(Extracted data entries)
— begin —

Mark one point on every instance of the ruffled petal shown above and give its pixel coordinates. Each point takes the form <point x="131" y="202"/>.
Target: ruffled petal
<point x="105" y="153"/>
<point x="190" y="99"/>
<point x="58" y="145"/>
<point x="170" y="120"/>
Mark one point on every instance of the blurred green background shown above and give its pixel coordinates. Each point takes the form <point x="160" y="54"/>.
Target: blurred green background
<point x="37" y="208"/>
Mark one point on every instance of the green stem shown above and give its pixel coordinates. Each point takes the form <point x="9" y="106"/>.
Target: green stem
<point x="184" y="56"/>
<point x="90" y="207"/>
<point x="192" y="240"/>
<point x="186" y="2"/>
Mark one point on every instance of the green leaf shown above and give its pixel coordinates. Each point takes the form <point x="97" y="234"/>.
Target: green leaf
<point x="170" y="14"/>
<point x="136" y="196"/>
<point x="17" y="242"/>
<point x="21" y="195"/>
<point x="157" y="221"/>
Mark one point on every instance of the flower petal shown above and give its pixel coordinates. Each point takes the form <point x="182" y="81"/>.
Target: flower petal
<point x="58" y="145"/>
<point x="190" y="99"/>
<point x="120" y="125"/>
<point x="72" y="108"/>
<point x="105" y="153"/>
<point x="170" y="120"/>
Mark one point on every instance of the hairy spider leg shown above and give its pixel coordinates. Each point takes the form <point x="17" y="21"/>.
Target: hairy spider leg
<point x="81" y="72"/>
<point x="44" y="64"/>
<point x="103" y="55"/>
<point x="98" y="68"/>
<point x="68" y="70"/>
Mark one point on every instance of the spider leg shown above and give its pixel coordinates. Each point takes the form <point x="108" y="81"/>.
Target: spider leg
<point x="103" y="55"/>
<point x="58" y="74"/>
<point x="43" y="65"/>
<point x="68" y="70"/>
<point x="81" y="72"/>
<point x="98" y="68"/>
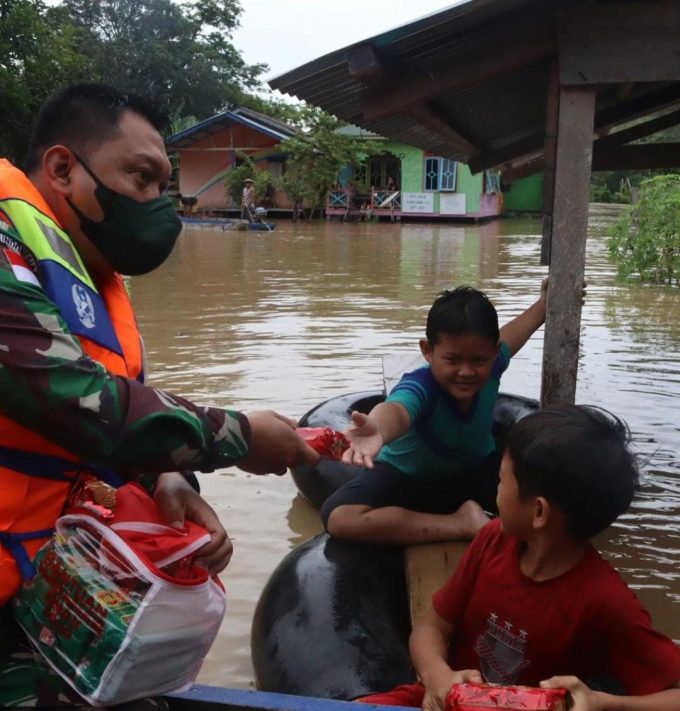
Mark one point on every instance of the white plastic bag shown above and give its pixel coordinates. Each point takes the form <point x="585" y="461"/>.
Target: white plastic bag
<point x="115" y="625"/>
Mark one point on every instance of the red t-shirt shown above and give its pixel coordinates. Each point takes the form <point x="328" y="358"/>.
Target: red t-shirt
<point x="586" y="622"/>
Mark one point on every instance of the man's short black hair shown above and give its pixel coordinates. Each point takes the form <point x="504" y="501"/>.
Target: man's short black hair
<point x="462" y="310"/>
<point x="84" y="116"/>
<point x="577" y="458"/>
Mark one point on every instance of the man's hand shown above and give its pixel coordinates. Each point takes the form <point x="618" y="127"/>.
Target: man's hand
<point x="437" y="687"/>
<point x="274" y="445"/>
<point x="365" y="440"/>
<point x="584" y="698"/>
<point x="179" y="501"/>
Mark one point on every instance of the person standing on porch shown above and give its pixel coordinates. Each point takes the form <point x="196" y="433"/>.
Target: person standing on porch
<point x="248" y="200"/>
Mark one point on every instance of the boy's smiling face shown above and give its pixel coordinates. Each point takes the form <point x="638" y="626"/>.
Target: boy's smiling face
<point x="461" y="364"/>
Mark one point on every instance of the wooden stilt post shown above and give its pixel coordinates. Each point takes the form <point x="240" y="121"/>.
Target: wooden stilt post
<point x="549" y="153"/>
<point x="567" y="258"/>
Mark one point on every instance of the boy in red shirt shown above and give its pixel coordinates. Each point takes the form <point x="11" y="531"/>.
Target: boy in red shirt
<point x="532" y="602"/>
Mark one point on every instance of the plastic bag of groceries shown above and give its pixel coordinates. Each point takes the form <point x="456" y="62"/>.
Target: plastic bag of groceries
<point x="117" y="606"/>
<point x="473" y="697"/>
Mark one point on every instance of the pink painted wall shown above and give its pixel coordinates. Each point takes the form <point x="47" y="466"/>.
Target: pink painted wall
<point x="196" y="167"/>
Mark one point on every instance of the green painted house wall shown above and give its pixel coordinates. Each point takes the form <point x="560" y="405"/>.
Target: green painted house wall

— end —

### Stated goal
Return all of the entries word for word, but omit the pictures.

### Exercise solution
Mark one point on every instance of the ruffled petal shown above and give its pixel coordinates. Each point takes the form <point x="131" y="202"/>.
Target: ruffled petal
<point x="105" y="153"/>
<point x="190" y="99"/>
<point x="58" y="145"/>
<point x="170" y="120"/>
Mark one point on every instance of the blurred green background shown above and give its pixel coordinates. Each point takes the form <point x="160" y="54"/>.
Target: blurred green background
<point x="37" y="208"/>
Mark one point on every instance of the green stem shown above and give its pixel coordinates. Each point takes the form <point x="9" y="106"/>.
Target: green stem
<point x="184" y="56"/>
<point x="90" y="207"/>
<point x="192" y="240"/>
<point x="186" y="2"/>
Mark one point on every instance of the green leaf shown above and give its pixel coordinates. Each point takes the form <point x="97" y="234"/>.
Target: green leaf
<point x="170" y="14"/>
<point x="136" y="196"/>
<point x="17" y="242"/>
<point x="21" y="195"/>
<point x="157" y="221"/>
Mark one point on every instance of the flower petal shown above and give its pixel coordinates. Each point takes the form <point x="182" y="81"/>.
Target: flower petal
<point x="58" y="145"/>
<point x="190" y="99"/>
<point x="120" y="125"/>
<point x="72" y="108"/>
<point x="105" y="153"/>
<point x="170" y="120"/>
Mark one point on every instance of the hairy spider leg shown above and give its pixel coordinates. Each point takes the form <point x="17" y="21"/>.
Target: hairy spider leg
<point x="81" y="72"/>
<point x="44" y="64"/>
<point x="103" y="55"/>
<point x="98" y="68"/>
<point x="68" y="70"/>
Mark one point on every instance of the spider leg shown above and give its pixel coordinates. Each point takes the form <point x="108" y="81"/>.
Target: spider leg
<point x="103" y="55"/>
<point x="58" y="74"/>
<point x="43" y="65"/>
<point x="68" y="70"/>
<point x="81" y="72"/>
<point x="98" y="68"/>
Mark one point on every instance of the white plastic bag shown above and give its pixel coordinates. Each point takes the form <point x="585" y="461"/>.
Target: white plastic bag
<point x="115" y="625"/>
Mark one point on every instance of the red t-shirt shown above and give its pixel coordinates. Each point takes the form <point x="328" y="358"/>.
Target: red t-shirt
<point x="586" y="622"/>
Mark one point on every instance of the man's short black hair shown above and give its pixel coordinates. Each point takes the form <point x="504" y="501"/>.
Target: man's short black hair
<point x="462" y="310"/>
<point x="84" y="116"/>
<point x="577" y="458"/>
Mark one point on every instance of the man's hand shown above and give its pixel coordinates. Each point takes the form <point x="618" y="127"/>.
Target: man's hand
<point x="437" y="687"/>
<point x="274" y="445"/>
<point x="365" y="440"/>
<point x="584" y="698"/>
<point x="179" y="501"/>
Mark one point on every instance of the person standing on porch shown above and give its pixel coordinates. Each point takes the form <point x="196" y="433"/>.
Target: person standing on porch
<point x="248" y="200"/>
Mark one point on every instance of the boy's smiling face shown above and give its pixel coordinates. Each point takes the form <point x="638" y="626"/>.
Target: boy's smiling face
<point x="461" y="364"/>
Mark one point on every instance of the wooden stilt post shown above and give its pixel coordinates. Each point takes the form <point x="240" y="121"/>.
Target: wooden stilt post
<point x="549" y="153"/>
<point x="567" y="258"/>
Mark one point on every instance of the boy in red shirt shown above and give its pixel coordinates. Each point takes the form <point x="11" y="531"/>.
Target: boy in red shirt
<point x="532" y="602"/>
Mark one point on every instance of the plastic bag of groceries shown above and give its pixel coordinates. Each point takes the form <point x="456" y="62"/>.
Target: plastic bag of groceries
<point x="117" y="606"/>
<point x="473" y="697"/>
Mark one point on every instance of the pink painted wall shown above and give its pixel coordinates. Each point takes the form <point x="47" y="466"/>.
Target: pink painted wall
<point x="196" y="167"/>
Mark one point on every instance of the green painted house wall shown above and give its pixel coordinates. Each point takes the form <point x="560" y="405"/>.
Target: green painted house wall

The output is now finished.